=== Texte fourni ===

Cependant, il est tentant de voir dans le VPCP un modèle virtuel contrefactuel ou hypothétique. J. Wall le qualifie de « restauration » et explique que ce projet n’a pas pour but de représenter un événement historique « mais un événement qui aurait dû se produire et qui finalement n’a jamais eu lieu avant aujourd’hui, 400 ans plus tard, dans un espace virtuel, certes, mais dans les deux heures qui lui avaient été imparties à l’origine. Ainsi, on comprend selon moi la valeur de la modélisation numérique, à la fois à un niveau spéculatif et en tant que restauration. Le projet permet de saisir ce qu’un tel modèle peut produire et le type de réalité qu’il établit41 ». Loin de reconstituer le passé, la modélisation numérique répare une occasion manquée.

C’est peut-être pour cette raison que l’élément le plus intéressant du VPCP n’est pas son résultat final, c’est-à-dire sa performance virtuelle qui est à la fois éphémère (dans la mesure où elle ne se trouve plus là où elle a été créée à la North Carolina State University) et durable (grâce à l’archivage de ses éléments visuels et sonores). C’est plutôt le processus d’élaboration de cette expérience qui semble primordial, à tel point qu’une bonne partie du site internet est consacré à rendre compte de ce cheminement. Il consigne également les résultats inattendus qui sont apparus au fur et à mesure du développement du projet. Parce que J. Wall et son équipe n’ont pas essayé de reconstituer un moment particulier mais un événement qui n’a jamais eu lieu, ce projet permet « de rendre pleinement compte de l’ambiguïté et du caractère indéterminé d’une archive », tout en mettant en lumière ce que savent les historiens sur les prêches en plein air à Saint-Paul’s Cross. La réalité que construit la modélisation numérique n’est pas seulement spéculative, elle est aussi générative.

L’équipe du VPCP a élaboré un modèle qui met au premier plan ces deux dimensions et propose une représentation du sermon accompagnée de sons d’ambiance – bruits d’eau, aboiements de chiens, coups de cloche – en fonction de certaines variables : il est possible de modifier la taille de la foule – de 250 à 5 000 personnes – et de choisir différentes positions sur le parvis [Fig. 2]. Ainsi, la modélisation nous interdit de faire l’expérience de ce sermon sous la forme d’un événement singulier, pour nous pousser au contraire à prendre en compte la manière dont la position géographique (et donc sociale, selon que l’on appartient ou non à l’élite) modifie en profondeur la réception et la façon d’y participer.

Figure 2. Virtual St. Paul’s Cathedral Project,

https://vpcp.chass.ncsu.edu/

Comme je l’expliquais au début de cet article, imaginer une performance des registres de la Comédie-Française revient à imaginer une série de scènes fugaces, à la manière d’un film accéléré qui mettrait en avant par son montage les discontinuités et qui se concentrerait sur la salle du théâtre. L’événement théâtral apparaitrait ainsi comme créé par les comédiens, les spectateurs et les objets matériels. Ces données pourraient-elles être utilisées pour élaborer un modèle qui respecterait ce point de vue, tout en acceptant les pauses du montage et les lacunes manifestes dans les informations ?

=== Informations extraites ===

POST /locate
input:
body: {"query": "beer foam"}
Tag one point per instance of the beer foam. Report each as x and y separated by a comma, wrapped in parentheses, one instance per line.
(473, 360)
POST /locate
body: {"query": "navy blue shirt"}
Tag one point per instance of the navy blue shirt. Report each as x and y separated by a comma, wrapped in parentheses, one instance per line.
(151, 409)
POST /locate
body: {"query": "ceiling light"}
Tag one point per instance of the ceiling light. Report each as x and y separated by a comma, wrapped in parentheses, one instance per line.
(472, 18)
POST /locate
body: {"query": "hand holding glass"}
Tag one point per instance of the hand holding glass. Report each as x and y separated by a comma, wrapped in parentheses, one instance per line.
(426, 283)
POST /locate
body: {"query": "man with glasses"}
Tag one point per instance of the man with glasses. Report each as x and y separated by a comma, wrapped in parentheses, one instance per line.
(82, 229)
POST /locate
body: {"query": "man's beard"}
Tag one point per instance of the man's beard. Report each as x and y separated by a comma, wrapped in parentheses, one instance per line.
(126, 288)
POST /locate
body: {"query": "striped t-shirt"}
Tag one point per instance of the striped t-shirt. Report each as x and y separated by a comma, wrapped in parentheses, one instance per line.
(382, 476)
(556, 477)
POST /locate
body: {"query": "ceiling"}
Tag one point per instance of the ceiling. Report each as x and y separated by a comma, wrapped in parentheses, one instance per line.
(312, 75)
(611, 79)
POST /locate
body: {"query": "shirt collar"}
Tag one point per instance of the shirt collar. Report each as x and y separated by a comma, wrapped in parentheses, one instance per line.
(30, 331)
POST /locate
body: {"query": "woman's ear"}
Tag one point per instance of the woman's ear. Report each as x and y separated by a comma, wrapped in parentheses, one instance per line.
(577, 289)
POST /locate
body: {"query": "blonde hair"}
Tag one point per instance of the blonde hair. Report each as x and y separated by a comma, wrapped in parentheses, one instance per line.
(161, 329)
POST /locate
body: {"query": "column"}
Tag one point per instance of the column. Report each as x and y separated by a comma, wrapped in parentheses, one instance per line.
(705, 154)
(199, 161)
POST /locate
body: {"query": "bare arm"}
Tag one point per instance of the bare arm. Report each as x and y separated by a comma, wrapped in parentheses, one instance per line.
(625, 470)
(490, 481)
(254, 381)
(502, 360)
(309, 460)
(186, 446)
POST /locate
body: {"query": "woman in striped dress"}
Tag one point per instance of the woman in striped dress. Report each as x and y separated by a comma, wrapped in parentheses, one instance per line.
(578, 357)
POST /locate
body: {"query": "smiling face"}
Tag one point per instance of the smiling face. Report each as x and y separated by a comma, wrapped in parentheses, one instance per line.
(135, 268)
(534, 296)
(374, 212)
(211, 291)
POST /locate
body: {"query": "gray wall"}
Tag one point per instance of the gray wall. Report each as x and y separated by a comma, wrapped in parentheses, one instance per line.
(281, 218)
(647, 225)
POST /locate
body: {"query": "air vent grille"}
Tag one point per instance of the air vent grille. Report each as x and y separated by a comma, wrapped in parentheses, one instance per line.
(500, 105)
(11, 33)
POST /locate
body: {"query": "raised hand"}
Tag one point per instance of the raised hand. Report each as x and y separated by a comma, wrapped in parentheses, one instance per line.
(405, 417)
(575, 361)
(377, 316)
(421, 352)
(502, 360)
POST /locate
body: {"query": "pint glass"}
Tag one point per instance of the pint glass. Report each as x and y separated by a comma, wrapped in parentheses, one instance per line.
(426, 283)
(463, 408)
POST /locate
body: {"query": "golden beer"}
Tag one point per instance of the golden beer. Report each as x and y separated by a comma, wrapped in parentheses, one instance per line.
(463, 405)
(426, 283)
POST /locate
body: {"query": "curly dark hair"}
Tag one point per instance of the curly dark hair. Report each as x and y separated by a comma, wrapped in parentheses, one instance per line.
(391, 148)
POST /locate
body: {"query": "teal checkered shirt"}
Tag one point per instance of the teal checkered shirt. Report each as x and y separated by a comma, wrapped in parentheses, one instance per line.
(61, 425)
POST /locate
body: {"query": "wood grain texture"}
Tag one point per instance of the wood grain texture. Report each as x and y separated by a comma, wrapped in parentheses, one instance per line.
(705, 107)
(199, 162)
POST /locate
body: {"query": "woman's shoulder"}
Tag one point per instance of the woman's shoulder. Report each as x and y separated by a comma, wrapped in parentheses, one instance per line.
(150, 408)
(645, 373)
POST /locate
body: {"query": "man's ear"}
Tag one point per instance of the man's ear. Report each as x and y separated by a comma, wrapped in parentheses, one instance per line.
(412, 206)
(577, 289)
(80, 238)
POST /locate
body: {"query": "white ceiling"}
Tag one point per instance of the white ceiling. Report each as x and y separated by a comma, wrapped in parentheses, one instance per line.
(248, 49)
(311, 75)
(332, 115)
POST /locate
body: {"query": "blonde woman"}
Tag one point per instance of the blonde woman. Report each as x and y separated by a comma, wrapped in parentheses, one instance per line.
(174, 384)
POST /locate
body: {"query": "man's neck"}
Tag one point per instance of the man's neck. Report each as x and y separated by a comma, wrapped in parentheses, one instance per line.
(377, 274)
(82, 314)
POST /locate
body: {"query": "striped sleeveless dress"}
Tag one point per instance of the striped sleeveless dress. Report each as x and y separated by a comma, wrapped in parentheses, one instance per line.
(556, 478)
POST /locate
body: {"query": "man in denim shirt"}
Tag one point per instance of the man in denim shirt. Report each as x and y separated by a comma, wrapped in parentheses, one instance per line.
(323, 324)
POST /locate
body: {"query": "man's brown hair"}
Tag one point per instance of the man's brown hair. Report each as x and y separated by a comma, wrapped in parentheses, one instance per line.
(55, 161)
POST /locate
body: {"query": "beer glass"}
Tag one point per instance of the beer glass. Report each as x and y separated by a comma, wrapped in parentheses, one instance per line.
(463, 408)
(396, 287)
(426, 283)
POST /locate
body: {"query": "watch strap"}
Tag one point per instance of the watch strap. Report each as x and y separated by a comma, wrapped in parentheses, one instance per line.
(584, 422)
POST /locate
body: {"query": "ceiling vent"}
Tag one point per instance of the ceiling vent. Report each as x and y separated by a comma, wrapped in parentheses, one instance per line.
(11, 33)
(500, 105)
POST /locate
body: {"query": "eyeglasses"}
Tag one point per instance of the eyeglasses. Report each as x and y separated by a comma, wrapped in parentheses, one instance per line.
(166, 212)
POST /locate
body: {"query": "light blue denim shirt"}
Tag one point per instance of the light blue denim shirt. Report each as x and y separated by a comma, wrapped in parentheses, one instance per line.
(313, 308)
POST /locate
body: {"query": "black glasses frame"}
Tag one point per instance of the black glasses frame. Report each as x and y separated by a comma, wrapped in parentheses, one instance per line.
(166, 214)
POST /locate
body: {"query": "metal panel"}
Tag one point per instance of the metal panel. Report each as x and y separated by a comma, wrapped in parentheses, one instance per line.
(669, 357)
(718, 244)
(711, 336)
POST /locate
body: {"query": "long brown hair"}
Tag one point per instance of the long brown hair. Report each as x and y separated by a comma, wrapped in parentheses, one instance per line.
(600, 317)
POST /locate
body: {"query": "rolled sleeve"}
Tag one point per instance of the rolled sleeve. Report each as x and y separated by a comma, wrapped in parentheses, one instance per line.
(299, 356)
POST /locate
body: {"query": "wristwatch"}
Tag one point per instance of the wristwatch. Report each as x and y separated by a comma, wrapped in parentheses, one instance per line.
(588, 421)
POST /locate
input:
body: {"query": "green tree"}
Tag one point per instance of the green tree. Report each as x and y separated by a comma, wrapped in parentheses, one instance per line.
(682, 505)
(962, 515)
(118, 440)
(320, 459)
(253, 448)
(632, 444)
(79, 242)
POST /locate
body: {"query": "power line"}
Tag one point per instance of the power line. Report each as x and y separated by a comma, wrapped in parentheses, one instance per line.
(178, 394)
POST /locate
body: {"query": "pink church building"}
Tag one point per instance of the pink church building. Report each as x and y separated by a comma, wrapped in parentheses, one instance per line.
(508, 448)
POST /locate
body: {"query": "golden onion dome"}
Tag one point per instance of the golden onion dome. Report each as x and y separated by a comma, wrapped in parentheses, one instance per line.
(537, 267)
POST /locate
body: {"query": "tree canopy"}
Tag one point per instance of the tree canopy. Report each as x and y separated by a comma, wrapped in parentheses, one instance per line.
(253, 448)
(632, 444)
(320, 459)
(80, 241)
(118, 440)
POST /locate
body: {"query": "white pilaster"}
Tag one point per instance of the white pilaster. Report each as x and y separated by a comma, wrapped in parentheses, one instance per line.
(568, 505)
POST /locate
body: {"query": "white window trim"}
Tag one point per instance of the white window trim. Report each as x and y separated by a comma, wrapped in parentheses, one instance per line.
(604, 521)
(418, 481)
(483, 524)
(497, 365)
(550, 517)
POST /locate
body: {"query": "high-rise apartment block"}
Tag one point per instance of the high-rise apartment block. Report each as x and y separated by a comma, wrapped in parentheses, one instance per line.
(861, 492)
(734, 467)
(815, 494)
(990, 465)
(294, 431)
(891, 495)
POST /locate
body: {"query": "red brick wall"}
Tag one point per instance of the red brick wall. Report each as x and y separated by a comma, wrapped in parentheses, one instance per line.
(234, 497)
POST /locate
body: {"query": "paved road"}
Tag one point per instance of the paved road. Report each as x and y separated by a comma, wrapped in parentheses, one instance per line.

===

Consigne écrite A
Énumérez, s'il vous plaît, les sons d'ambiance qui accompagnent la représentation du sermon d'après le texte fourni.
Consigne écrite B
Recopiez fidèlement le passage du texte fourni qui s'ouvre sur les mots contenant « Comme je l’expliquais » et se clôt sur « dans les informations ? ».

Réponse complète A
- bruits d'eau
- aboiements de chiens
- coups de cloche

Réponse complète B
Comme je l’expliquais au début de cet article, imaginer une performance des registres de la Comédie-Française revient à imaginer une série de scènes fugaces, à la manière d’un film accéléré qui mettrait en avant par son montage les discontinuités et qui se concentrerait sur la salle du théâtre. L’événement théâtral apparaitrait ainsi comme créé par les comédiens, les spectateurs et les objets matériels. Ces données pourraient-elles être utilisées pour élaborer un modèle qui respecterait ce point de vue, tout en acceptant les pauses du montage et les lacunes manifestes dans les informations ?